• [TO DO]:
1. Using the mesothelioma trial article, answer:
(a) How many patients and countries is the trial expected to involve?
(b) Which protein is defactinib designed to inhibit?
(c) At which institution is James Stevenson the principal investigator?
2. Output the mesothelioma trial article between "This will be" and "mesothelioma stem cells.", inclusive.

• [STUDY TEXT]:
A recently launched, international clinical trial that involves the targeted killing of mesothelioma cancer stem cells soon could provide a much-needed breakthrough for patients around the world.
The mesothelioma trial, which is expected to involve 350-400 patients across 11 countries, will study the cancer stem cell inhibitor defactinib (VS-6063), which has shown considerable promise in treating other cancers.
“The potential is there. If this (trial) turns out positive, it would be a big step forward for mesothelioma patients. It could become the next drug to be used,” oncologist James Stevenson, M.D., principal investigator at the Cleveland Clinic, told Asbestos.com. “It has been a long time coming. I know all the investigators working on this trial are excited about the promise.”
Stem cells represent only a small percentage of cells in a tumor, but they are considered the major cause of tumor resistance to chemotherapy, the primary reason for recurrence of the cancer, and eventual progression of the disease.
This will be the first time a drug has been designed to inhibit a specific protein (Focal Adhesion Kinase, or FAK) within the mesothelioma stem cells.

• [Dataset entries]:

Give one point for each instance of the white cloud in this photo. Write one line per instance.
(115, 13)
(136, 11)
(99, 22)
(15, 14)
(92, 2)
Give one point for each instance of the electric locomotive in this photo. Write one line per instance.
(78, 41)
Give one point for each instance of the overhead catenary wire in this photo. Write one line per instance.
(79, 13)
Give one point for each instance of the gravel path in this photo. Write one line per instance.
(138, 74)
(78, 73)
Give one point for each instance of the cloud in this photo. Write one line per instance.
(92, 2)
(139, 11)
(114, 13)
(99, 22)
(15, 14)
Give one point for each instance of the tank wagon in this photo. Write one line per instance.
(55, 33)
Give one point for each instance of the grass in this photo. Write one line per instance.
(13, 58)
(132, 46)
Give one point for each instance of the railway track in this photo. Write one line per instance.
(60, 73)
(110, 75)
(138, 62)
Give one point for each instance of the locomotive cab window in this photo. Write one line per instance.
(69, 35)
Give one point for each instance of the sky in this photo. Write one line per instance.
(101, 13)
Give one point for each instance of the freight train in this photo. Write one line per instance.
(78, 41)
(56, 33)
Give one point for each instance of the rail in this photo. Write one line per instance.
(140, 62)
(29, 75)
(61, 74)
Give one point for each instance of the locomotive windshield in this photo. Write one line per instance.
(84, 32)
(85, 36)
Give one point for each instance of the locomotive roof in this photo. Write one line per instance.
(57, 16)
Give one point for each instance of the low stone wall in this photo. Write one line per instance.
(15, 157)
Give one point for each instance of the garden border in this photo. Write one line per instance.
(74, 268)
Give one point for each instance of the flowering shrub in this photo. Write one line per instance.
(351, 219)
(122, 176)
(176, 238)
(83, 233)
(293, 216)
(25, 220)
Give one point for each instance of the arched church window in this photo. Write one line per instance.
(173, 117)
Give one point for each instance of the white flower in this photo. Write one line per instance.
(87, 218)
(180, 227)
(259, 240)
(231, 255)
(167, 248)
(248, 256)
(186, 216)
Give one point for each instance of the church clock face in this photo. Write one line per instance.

• [LIST OF SOLUTIONS]:
1.
(a) 350-400 patients across 11 countries
(b) Focal Adhesion Kinase (FAK)
(c) The Cleveland Clinic

2.
This will be the first time a drug has been designed to inhibit a specific protein (Focal Adhesion Kinase, or FAK) within the mesothelioma stem cells.